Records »
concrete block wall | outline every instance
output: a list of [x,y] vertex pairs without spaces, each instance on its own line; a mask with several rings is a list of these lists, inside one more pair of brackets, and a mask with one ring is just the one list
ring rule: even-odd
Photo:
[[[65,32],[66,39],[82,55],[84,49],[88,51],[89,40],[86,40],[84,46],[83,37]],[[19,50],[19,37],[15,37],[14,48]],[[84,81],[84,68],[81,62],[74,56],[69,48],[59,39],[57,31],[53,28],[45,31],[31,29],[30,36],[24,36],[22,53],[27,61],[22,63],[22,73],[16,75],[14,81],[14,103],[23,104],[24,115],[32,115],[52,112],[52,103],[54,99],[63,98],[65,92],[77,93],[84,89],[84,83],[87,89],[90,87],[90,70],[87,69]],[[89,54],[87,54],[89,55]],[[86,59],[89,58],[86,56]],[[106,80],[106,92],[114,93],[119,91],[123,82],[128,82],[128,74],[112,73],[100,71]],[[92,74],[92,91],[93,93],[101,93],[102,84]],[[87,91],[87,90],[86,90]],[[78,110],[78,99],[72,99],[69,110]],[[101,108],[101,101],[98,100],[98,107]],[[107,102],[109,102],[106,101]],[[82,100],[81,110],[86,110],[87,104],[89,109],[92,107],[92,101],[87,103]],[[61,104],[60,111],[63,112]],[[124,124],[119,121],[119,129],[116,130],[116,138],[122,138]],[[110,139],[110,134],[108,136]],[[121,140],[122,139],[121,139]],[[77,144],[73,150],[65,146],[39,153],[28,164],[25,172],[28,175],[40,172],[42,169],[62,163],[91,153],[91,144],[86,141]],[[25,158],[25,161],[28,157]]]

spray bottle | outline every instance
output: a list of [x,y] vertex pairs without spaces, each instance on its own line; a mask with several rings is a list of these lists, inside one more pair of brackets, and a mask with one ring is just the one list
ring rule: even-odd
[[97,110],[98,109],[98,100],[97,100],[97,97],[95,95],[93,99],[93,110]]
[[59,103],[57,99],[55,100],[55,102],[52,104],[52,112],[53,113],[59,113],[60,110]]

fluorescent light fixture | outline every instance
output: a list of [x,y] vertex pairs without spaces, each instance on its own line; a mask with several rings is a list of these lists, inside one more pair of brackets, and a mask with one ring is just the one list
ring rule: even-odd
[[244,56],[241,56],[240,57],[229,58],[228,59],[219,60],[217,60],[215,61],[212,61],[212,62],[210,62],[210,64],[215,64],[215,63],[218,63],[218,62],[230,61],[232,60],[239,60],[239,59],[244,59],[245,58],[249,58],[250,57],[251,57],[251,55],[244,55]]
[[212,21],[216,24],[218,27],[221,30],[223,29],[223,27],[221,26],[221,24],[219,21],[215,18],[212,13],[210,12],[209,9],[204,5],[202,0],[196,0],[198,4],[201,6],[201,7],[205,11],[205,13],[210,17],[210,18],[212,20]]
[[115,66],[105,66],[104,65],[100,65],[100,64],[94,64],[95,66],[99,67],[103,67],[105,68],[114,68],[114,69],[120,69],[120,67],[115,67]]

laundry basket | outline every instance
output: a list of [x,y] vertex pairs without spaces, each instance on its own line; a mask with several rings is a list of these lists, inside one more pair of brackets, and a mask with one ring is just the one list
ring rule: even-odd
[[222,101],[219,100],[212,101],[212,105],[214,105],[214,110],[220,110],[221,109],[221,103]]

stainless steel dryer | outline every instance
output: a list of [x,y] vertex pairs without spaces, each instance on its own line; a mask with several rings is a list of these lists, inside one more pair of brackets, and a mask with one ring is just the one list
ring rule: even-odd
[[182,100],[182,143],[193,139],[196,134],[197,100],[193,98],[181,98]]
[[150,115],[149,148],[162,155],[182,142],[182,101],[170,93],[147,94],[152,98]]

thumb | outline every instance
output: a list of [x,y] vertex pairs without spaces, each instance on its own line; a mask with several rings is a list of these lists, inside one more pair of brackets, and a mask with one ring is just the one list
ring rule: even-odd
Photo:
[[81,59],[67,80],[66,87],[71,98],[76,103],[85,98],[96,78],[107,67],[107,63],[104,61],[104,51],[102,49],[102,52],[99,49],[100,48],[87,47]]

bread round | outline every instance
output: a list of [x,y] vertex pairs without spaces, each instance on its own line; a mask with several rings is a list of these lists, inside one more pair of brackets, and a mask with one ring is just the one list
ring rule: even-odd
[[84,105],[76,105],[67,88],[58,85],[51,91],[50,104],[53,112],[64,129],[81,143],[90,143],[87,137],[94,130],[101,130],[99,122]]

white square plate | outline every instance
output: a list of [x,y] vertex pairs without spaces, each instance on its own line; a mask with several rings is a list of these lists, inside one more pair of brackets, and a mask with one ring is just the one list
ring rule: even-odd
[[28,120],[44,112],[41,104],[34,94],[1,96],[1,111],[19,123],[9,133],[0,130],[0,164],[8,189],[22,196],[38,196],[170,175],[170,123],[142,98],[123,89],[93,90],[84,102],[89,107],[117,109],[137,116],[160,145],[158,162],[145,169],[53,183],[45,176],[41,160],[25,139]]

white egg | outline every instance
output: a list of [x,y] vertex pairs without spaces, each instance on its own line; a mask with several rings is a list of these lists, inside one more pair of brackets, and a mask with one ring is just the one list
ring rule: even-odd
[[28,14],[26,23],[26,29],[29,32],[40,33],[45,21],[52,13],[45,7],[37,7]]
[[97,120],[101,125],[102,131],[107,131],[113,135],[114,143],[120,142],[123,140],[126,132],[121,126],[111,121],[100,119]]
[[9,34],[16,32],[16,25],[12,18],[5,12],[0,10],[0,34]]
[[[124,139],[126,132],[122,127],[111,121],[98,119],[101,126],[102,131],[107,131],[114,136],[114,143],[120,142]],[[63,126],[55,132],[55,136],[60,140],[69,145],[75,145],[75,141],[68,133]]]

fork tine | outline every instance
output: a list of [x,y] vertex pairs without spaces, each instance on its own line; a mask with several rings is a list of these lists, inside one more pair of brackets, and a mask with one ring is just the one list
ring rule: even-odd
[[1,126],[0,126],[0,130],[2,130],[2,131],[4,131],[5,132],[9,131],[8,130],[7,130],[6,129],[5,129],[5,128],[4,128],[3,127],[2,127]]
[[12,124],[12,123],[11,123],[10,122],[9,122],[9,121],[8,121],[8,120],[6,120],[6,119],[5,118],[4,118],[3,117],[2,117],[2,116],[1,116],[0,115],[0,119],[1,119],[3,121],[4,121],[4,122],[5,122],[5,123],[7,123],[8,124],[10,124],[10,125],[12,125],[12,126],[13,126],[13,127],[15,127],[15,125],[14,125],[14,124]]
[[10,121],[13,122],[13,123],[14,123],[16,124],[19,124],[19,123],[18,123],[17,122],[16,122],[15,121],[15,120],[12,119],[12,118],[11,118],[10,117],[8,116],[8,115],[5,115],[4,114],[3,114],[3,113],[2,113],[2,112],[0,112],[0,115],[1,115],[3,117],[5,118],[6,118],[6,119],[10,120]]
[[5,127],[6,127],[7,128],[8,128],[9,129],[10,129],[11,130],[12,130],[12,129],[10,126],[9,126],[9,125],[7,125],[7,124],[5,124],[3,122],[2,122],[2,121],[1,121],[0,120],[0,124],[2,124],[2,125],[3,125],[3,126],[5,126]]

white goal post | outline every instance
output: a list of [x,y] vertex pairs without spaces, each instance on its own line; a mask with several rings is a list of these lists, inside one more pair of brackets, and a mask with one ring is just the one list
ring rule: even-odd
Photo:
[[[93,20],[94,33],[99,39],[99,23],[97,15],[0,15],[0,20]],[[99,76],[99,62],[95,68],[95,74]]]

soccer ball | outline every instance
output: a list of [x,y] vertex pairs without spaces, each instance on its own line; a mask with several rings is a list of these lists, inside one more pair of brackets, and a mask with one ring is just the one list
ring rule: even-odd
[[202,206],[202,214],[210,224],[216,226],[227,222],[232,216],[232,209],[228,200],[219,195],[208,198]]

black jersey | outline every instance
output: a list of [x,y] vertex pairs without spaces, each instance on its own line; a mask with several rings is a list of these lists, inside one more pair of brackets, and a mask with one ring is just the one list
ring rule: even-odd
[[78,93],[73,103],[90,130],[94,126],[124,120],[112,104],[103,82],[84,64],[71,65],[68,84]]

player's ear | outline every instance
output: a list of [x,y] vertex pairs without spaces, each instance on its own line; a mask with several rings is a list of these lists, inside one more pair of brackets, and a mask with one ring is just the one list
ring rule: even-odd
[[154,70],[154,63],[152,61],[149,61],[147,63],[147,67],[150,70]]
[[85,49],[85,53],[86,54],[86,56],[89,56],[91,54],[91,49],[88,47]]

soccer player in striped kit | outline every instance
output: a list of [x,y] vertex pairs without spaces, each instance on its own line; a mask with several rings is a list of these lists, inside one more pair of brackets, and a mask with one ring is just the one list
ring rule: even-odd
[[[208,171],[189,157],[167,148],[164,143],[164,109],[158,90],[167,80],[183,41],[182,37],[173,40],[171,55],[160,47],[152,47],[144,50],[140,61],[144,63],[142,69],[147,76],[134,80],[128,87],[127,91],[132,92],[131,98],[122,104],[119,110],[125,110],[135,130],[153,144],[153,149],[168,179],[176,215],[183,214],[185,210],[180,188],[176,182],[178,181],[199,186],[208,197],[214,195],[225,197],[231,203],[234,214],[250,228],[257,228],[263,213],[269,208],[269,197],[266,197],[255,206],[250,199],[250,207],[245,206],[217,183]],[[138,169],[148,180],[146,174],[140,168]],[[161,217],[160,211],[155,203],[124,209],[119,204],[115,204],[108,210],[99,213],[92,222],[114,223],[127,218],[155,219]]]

GIVEN EXERCISE »
Which lines in the entries above contain the string "soccer"? Copy each one in full, matching case exactly.

ANSWER TO THE EXERCISE »
soccer ball | outline every instance
soccer player in striped kit | outline every instance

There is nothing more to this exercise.